**Task to complete:** Reproduce the listing below, changing "whole pixels" to "integer pixels" wherever it occurs and leaving everything else untouched. Omit the pictures.

**Dataset rows:**
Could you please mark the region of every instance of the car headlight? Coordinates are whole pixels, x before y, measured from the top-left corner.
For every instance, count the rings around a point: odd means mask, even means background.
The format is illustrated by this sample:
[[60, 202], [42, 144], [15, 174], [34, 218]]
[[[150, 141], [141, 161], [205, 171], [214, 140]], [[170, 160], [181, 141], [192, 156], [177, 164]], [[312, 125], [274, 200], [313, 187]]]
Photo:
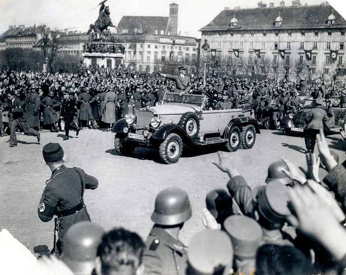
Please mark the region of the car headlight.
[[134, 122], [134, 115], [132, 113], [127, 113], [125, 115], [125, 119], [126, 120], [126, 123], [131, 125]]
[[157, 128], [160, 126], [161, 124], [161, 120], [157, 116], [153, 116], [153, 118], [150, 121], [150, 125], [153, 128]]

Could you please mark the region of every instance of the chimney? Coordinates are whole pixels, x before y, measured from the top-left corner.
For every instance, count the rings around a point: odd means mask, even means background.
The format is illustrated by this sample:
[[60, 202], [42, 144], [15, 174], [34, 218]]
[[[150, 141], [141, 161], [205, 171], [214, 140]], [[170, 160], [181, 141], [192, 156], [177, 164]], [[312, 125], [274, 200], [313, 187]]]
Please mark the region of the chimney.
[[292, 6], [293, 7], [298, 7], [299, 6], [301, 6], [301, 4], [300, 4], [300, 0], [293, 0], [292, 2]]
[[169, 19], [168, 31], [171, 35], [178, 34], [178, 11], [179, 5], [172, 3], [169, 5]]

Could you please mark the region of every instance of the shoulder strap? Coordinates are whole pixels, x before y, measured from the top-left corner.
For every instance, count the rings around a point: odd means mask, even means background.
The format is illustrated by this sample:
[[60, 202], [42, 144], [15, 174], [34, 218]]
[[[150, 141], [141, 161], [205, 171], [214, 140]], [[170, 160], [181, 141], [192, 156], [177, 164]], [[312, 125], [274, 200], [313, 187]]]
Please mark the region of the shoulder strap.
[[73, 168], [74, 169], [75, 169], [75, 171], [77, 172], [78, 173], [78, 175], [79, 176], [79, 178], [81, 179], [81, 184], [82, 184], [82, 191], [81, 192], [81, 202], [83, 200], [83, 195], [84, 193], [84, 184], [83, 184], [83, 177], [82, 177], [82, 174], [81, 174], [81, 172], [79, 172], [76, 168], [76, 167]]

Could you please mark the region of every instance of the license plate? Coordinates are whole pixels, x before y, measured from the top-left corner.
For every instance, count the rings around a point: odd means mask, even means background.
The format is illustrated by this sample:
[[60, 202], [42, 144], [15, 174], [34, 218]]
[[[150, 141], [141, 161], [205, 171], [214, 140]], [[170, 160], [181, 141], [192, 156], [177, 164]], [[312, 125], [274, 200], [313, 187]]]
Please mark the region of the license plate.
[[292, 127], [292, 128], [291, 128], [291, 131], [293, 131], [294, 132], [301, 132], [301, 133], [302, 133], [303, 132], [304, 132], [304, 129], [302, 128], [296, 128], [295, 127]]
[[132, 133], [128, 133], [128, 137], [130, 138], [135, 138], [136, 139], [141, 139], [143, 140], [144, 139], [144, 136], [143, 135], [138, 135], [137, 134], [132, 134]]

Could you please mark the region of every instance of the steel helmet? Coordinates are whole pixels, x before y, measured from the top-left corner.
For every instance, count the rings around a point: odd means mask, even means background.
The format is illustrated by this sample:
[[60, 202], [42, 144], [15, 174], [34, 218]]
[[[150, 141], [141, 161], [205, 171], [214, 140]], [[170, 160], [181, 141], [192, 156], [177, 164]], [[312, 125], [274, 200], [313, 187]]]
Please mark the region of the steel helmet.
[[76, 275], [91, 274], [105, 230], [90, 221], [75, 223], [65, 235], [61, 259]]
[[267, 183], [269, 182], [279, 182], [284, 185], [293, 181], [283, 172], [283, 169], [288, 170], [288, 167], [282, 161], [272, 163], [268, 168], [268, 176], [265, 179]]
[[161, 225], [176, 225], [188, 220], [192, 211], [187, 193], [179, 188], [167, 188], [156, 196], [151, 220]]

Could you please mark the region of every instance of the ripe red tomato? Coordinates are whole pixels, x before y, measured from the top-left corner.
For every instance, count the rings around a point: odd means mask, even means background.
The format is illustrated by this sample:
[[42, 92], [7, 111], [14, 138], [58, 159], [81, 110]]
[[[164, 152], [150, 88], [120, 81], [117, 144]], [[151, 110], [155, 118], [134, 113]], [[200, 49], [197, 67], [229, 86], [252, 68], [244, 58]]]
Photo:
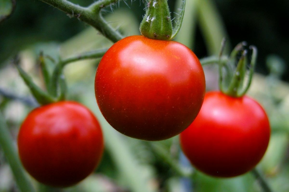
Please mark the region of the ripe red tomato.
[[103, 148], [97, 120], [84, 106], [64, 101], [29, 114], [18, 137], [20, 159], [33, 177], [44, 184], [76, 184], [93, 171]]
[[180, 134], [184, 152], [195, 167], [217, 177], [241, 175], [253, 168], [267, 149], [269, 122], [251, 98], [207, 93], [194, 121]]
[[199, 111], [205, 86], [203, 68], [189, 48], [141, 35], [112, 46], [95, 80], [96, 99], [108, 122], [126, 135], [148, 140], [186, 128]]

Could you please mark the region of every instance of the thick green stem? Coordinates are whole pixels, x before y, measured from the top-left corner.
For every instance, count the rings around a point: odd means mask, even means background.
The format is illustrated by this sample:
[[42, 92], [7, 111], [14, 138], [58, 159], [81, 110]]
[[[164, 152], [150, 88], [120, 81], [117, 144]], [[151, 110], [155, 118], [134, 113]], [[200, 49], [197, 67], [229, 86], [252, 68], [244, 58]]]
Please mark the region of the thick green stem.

**Output:**
Could you please mark the region of every instance of the car headlight? Coordinates are integer pixels, x before y, measured from the top-left corner.
For every instance, count the rings around a point: odd means mask, even means background.
The format is illustrated by this sample:
[[60, 202], [42, 144], [15, 174], [34, 218]]
[[[150, 141], [141, 161], [205, 171], [214, 140]], [[170, 160], [181, 141], [192, 156], [177, 164]], [[312, 125], [274, 200], [313, 187]]]
Photo:
Please mark the region of the car headlight.
[[134, 122], [134, 115], [132, 113], [127, 113], [125, 115], [125, 119], [126, 120], [126, 123], [131, 125]]
[[157, 128], [160, 126], [161, 124], [161, 120], [157, 116], [153, 116], [153, 118], [150, 121], [150, 125], [153, 128]]

Could you please mark the region of every instance of the chimney? Coordinates are integer pixels, x before y, measured from the top-left corner.
For every instance, count the rings around a point: odd means mask, even means background.
The format is illustrated by this sample:
[[60, 202], [42, 144], [15, 174], [34, 218]]
[[[150, 141], [141, 161], [205, 171], [214, 140]], [[170, 160], [181, 141], [192, 156], [177, 164]], [[312, 125], [274, 200], [313, 187]]]
Please mark the region of the chimney.
[[292, 6], [293, 7], [298, 7], [299, 6], [301, 6], [301, 4], [300, 4], [300, 0], [293, 0], [292, 2]]
[[169, 19], [168, 31], [171, 35], [178, 34], [178, 11], [179, 5], [172, 3], [169, 5]]

Could you please mark the region of every instance of the shoulder strap? Coordinates are integer pixels, x before y, measured from the top-left corner.
For every instance, count the rings around a point: odd means mask, even means background.
The format is illustrated by this sample:
[[60, 202], [42, 144], [15, 174], [34, 218]]
[[[150, 141], [141, 161], [205, 171], [214, 140]], [[170, 160], [181, 141], [192, 156], [177, 164]], [[312, 125], [274, 200], [313, 187]]]
Please mark the region of the shoulder strap.
[[73, 168], [74, 169], [75, 169], [75, 171], [77, 172], [78, 173], [78, 175], [79, 176], [79, 178], [81, 179], [81, 184], [82, 184], [82, 191], [81, 192], [81, 202], [83, 200], [83, 195], [84, 193], [84, 184], [83, 184], [83, 177], [82, 177], [82, 174], [81, 174], [81, 172], [79, 172], [76, 168], [76, 167]]

Could you please mark the region of every instance of the license plate? Coordinates are integer pixels, x before y, measured from the top-left corner.
For every instance, count the rings around a point: odd means mask, even means background.
The format is illustrated by this sample:
[[60, 202], [42, 144], [15, 174], [34, 218]]
[[[150, 141], [141, 161], [205, 171], [214, 140]], [[170, 160], [181, 141], [192, 156], [177, 164]], [[312, 125], [274, 200], [313, 187]]]
Please mark the region of the license plate.
[[292, 127], [292, 128], [291, 128], [291, 131], [293, 131], [294, 132], [301, 132], [301, 133], [302, 133], [303, 132], [304, 132], [304, 129], [302, 128], [296, 128], [295, 127]]
[[132, 133], [128, 133], [128, 137], [130, 138], [135, 138], [136, 139], [141, 139], [143, 140], [144, 139], [144, 136], [143, 135], [138, 135], [137, 134], [132, 134]]

Could you please mark the region of every instance of the steel helmet? Coordinates are integer pixels, x before y, measured from the top-left corner.
For every instance, count the rings around a point: odd means mask, even means background.
The format is illustrated by this sample:
[[60, 202], [42, 144], [15, 174], [34, 218]]
[[[150, 141], [141, 161], [205, 171], [214, 140]], [[170, 160], [181, 141], [192, 156], [177, 164]], [[312, 125], [274, 200], [313, 187]]]
Please mark the region of the steel helmet.
[[76, 275], [91, 274], [105, 230], [90, 221], [75, 223], [65, 235], [61, 259]]
[[267, 183], [269, 182], [279, 182], [284, 185], [293, 181], [283, 172], [283, 169], [288, 170], [288, 167], [282, 161], [272, 163], [268, 168], [268, 176], [265, 179]]
[[161, 225], [176, 225], [188, 220], [192, 211], [187, 193], [179, 188], [167, 188], [156, 196], [151, 220]]

Could you please mark the region of every instance of the ripe red tomato? Coordinates are integer pixels, x before y, measured from the top-left corner.
For every instance, count the rings around a point: odd means mask, even means background.
The format is illustrated by this sample:
[[42, 92], [7, 111], [14, 138], [58, 159], [81, 110]]
[[[164, 152], [150, 88], [120, 81], [117, 144]], [[151, 110], [155, 118], [134, 113]], [[200, 49], [197, 67], [229, 86], [252, 68], [244, 58]]]
Photo:
Please mark the region of the ripe red tomato.
[[103, 148], [97, 120], [84, 106], [64, 101], [29, 114], [18, 137], [20, 159], [33, 177], [44, 184], [76, 184], [93, 171]]
[[180, 134], [184, 152], [195, 167], [217, 177], [241, 175], [253, 168], [267, 149], [269, 122], [251, 98], [207, 93], [194, 121]]
[[199, 111], [205, 86], [203, 68], [189, 48], [141, 35], [112, 46], [95, 80], [96, 99], [108, 122], [126, 135], [148, 140], [186, 128]]

Could you please mark the region of every instance of the thick green stem? Coordinates are integer pixels, x before y, measured from the top-left corner.
For every instance, count the rings around a point: odd means mask, even means background.
The format is illustrated by this sample:
[[42, 92], [7, 111], [14, 138], [58, 159], [81, 110]]
[[[164, 152], [150, 88], [120, 81], [117, 144]], [[151, 110], [155, 118], [134, 113]], [[200, 49], [197, 67], [229, 86], [252, 68], [244, 58]]]
Please mark the region of the thick green stem.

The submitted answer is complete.